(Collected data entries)

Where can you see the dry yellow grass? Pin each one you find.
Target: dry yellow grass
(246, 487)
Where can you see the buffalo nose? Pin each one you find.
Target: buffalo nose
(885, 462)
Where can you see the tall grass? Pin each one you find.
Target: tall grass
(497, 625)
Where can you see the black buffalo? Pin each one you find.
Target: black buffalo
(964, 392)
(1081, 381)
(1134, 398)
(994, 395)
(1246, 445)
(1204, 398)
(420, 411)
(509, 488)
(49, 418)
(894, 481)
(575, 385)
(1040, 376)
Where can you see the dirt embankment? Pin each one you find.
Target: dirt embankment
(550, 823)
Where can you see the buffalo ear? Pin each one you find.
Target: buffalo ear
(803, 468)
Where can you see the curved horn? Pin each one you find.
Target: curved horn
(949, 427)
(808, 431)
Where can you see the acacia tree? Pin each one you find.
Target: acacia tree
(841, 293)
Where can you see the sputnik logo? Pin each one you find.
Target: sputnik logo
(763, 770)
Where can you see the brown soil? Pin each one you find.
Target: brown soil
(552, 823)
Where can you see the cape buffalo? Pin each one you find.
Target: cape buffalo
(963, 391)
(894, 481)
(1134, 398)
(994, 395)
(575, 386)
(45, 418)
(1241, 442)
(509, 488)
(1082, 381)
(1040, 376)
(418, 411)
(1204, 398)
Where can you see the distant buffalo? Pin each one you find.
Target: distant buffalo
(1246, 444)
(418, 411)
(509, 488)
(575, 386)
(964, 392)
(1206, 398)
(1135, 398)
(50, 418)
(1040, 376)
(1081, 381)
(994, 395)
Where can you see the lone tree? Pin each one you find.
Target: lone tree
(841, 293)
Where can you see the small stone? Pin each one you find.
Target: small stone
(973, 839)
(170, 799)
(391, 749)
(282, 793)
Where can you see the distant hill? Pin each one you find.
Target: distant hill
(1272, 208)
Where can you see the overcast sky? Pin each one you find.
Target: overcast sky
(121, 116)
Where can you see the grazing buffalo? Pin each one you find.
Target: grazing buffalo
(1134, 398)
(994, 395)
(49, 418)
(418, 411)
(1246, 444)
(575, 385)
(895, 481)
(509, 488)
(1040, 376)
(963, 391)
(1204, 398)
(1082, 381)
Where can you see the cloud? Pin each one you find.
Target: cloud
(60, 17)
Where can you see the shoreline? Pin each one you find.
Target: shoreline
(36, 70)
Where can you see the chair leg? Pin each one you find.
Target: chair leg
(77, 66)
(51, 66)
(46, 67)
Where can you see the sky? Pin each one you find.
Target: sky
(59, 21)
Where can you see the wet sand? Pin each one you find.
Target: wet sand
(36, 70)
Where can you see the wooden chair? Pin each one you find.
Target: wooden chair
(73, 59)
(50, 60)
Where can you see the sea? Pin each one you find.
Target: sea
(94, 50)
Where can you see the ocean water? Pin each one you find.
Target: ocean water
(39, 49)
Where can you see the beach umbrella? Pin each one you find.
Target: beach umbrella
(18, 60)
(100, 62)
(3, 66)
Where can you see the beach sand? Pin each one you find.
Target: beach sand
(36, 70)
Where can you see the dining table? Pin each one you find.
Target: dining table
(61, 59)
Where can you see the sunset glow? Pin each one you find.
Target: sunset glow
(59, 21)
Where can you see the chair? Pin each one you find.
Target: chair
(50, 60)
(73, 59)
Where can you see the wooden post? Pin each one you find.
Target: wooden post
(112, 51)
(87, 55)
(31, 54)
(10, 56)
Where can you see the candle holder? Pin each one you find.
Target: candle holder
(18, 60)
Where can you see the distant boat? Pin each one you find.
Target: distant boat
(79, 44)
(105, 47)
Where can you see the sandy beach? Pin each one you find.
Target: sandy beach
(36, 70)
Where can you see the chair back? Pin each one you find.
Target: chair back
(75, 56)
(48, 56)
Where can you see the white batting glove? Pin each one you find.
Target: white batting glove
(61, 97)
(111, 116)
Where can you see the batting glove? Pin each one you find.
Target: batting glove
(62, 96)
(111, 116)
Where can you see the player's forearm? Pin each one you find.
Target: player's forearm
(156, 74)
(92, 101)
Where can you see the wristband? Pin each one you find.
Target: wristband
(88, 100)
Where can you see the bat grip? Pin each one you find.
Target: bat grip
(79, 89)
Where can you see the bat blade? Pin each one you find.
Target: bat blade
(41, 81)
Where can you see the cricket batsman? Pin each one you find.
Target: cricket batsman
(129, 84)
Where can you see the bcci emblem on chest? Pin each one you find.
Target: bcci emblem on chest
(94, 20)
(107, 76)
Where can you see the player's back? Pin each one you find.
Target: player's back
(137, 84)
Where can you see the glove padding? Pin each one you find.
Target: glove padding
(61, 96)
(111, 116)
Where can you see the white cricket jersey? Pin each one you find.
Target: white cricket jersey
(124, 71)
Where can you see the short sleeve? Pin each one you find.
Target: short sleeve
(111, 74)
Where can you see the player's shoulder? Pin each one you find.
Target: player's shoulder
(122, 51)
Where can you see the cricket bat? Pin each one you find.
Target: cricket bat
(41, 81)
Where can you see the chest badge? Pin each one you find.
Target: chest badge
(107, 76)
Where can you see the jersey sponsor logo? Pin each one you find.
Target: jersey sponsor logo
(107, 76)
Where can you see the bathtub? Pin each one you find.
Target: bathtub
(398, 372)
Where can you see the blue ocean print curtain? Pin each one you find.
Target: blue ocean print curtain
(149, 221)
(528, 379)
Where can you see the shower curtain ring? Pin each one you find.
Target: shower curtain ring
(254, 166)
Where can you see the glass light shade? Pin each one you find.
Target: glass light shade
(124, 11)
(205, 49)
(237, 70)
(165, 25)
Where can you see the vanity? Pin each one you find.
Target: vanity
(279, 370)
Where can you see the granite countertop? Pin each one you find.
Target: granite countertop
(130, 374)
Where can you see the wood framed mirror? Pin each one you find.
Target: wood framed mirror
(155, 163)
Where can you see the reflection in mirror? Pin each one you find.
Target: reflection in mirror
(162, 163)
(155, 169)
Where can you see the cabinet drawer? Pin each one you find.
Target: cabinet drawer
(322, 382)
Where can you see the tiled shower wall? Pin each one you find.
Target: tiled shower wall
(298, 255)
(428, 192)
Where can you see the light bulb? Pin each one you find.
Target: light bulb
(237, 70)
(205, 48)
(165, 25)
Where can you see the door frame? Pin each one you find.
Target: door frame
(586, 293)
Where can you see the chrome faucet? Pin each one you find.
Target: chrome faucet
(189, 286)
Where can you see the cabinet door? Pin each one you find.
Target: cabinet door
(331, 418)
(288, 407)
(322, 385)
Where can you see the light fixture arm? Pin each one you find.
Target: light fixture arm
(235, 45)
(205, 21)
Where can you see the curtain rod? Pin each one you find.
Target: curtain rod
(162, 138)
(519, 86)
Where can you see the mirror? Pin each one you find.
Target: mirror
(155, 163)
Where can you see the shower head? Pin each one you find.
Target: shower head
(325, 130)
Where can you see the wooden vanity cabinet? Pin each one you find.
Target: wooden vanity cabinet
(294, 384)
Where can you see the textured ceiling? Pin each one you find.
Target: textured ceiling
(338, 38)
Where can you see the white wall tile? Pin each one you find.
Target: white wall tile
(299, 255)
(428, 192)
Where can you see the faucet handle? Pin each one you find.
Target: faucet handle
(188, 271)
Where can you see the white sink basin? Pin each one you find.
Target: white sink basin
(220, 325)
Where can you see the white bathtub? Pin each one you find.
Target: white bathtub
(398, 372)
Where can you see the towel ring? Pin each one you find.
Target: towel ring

## [TASK GOAL]
Of the lines above, output exactly those from the line bearing "Target: lone tree" through the line bearing "Where can you see the grazing", inclusive.

## [RESPONSE BELOW]
Target: lone tree
(841, 293)
Where can you see the small stone? Pin each one you find.
Target: small stone
(973, 839)
(170, 799)
(391, 749)
(282, 793)
Where can you see the distant hill? Pin each one you find.
Target: distant hill
(1272, 208)
Where can you see the overcast sky? Pin each one you find.
Target: overcast sky
(121, 116)
Where can you see the grazing buffalo? Pin each one you find.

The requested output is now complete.